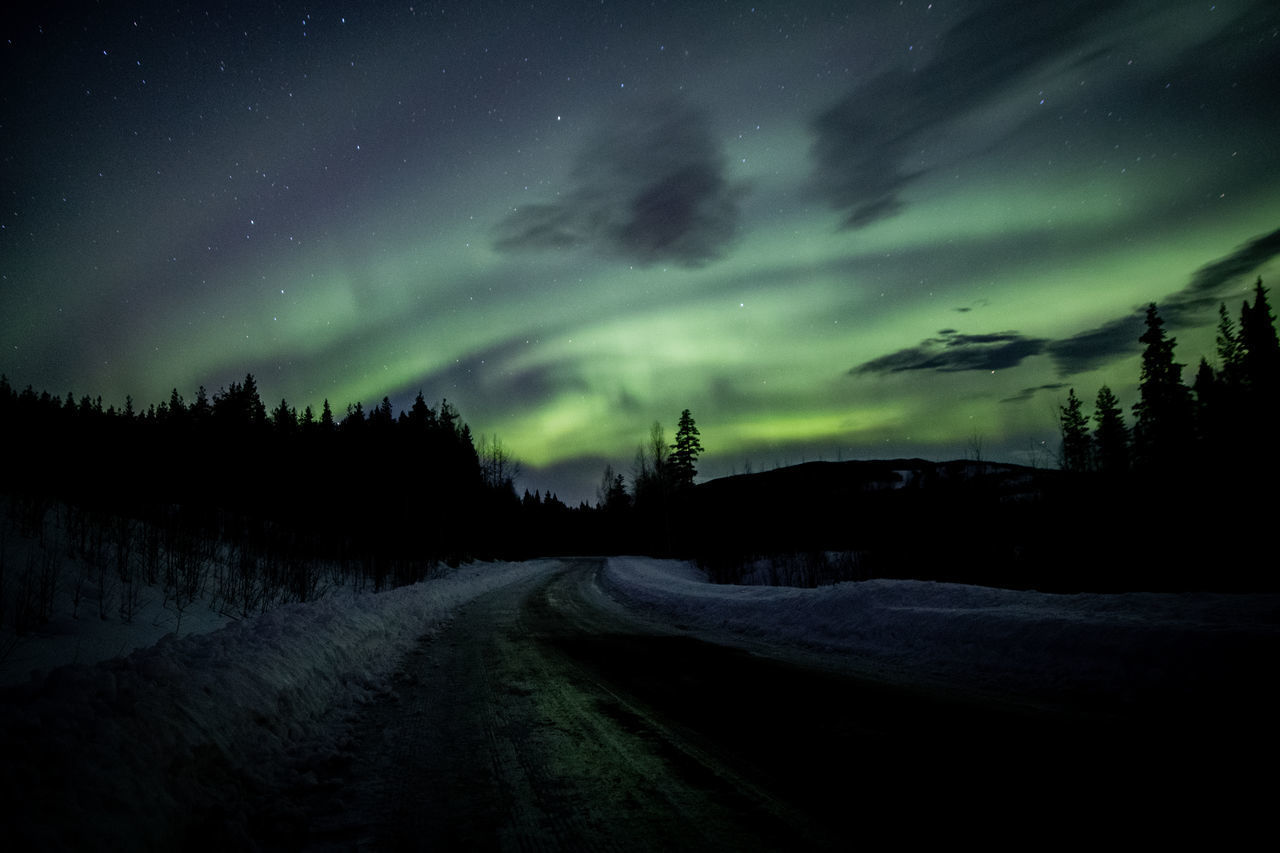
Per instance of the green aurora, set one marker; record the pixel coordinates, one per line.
(832, 231)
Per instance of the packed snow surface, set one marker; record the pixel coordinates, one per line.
(990, 641)
(141, 735)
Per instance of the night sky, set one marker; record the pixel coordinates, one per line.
(831, 229)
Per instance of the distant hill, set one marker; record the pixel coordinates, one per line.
(969, 521)
(822, 482)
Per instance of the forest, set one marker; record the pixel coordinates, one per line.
(264, 506)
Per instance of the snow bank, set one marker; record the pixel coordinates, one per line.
(177, 733)
(993, 641)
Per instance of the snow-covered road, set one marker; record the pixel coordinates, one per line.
(629, 705)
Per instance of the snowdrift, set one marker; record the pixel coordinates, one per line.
(1024, 644)
(168, 744)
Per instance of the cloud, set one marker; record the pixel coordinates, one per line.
(952, 352)
(650, 187)
(1211, 282)
(1027, 393)
(1206, 290)
(1095, 347)
(864, 145)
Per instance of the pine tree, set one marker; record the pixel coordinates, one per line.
(1162, 425)
(1260, 346)
(685, 452)
(1229, 354)
(1077, 443)
(1111, 437)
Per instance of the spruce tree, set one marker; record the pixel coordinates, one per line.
(1260, 346)
(1111, 437)
(1162, 425)
(1077, 443)
(685, 451)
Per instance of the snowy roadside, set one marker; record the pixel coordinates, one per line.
(128, 746)
(996, 642)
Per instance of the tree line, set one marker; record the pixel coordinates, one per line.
(1178, 428)
(391, 492)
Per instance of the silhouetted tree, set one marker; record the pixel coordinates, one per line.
(611, 495)
(1162, 415)
(1260, 346)
(1077, 452)
(1111, 437)
(685, 452)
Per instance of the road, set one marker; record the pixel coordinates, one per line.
(544, 719)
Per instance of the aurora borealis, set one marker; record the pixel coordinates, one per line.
(831, 229)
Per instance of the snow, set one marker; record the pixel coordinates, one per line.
(1033, 646)
(240, 701)
(222, 712)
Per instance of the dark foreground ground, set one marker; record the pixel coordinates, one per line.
(542, 720)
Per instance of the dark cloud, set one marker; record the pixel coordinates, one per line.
(650, 187)
(1027, 393)
(1207, 288)
(1095, 347)
(863, 145)
(952, 352)
(1215, 281)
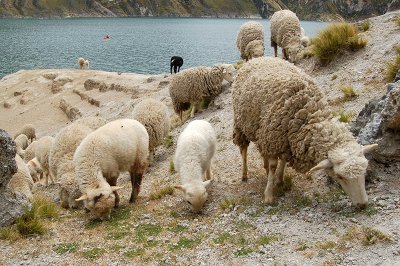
+ + +
### Task requirements
The entries are to be reproduced exactly, excluding any pictures they contain.

### Response to the exercise
Per instance of the green aurora, set one marker; record the pixel coordinates, one per line.
(832, 231)
Per instance of the packed snow surface, set one marker; record the pixel coordinates, one per line.
(990, 641)
(141, 735)
Per instance of the night sky, set one marker; record the pixel coordinates, one per line.
(831, 229)
Per instance of the distant hill, set one marker; record the pixel coordinates, one per line.
(969, 521)
(822, 482)
Per instance of the forest, set one marker; record the pixel coordinates, one per line.
(264, 506)
Per instance of the snow bank, set one marker; record the pixel coordinates, one per line.
(177, 733)
(993, 641)
Per instance of the snow-covered road, set one marker; record the pixel coordinates, one per line.
(629, 705)
Per instance of the snowdrift, set one marker; record the pixel coordinates, one per line.
(1024, 644)
(168, 744)
Per instance of the cloud, set one marker; record the pixel coordinates, one per line.
(952, 352)
(650, 187)
(1211, 282)
(1027, 393)
(1206, 290)
(1095, 347)
(864, 145)
Per instance of the pine tree, set one marker; record the pixel coordinates, one per line.
(1162, 425)
(1260, 346)
(685, 452)
(1229, 354)
(1077, 443)
(1111, 437)
Per instance of the spruce tree, set one marker; record the pixel coordinates, one per line.
(1260, 346)
(1111, 437)
(1162, 425)
(1077, 443)
(685, 451)
Per instance of the snowy roadside, set one marker; record the pixel coordinates, one per line.
(128, 746)
(996, 642)
Per instance of the tree line, set one marker; record the pixel coordinates, one per line.
(1178, 428)
(391, 492)
Per instance of the silhouetted tree, set one marker; record the pixel coordinates, one per line.
(611, 495)
(1162, 415)
(1260, 346)
(1077, 452)
(1111, 437)
(685, 452)
Per instance of the road, set one marker; record the pixel coordinates, one per line.
(544, 719)
Per instance of the aurora borealis, set one marker; record the pixel coordinates, one per line.
(831, 229)
Per instance of the snow, set one marker; record the pixel coordinates, one per line.
(1033, 646)
(240, 701)
(222, 712)
Per instance of the dark foreground ground, set one marker; record the pixel coordinates, one per line.
(542, 720)
Per instance of the dark cloud, set one marker; record the pixel coordinates, one per line.
(650, 187)
(1027, 393)
(1207, 288)
(1095, 347)
(863, 145)
(952, 352)
(1215, 281)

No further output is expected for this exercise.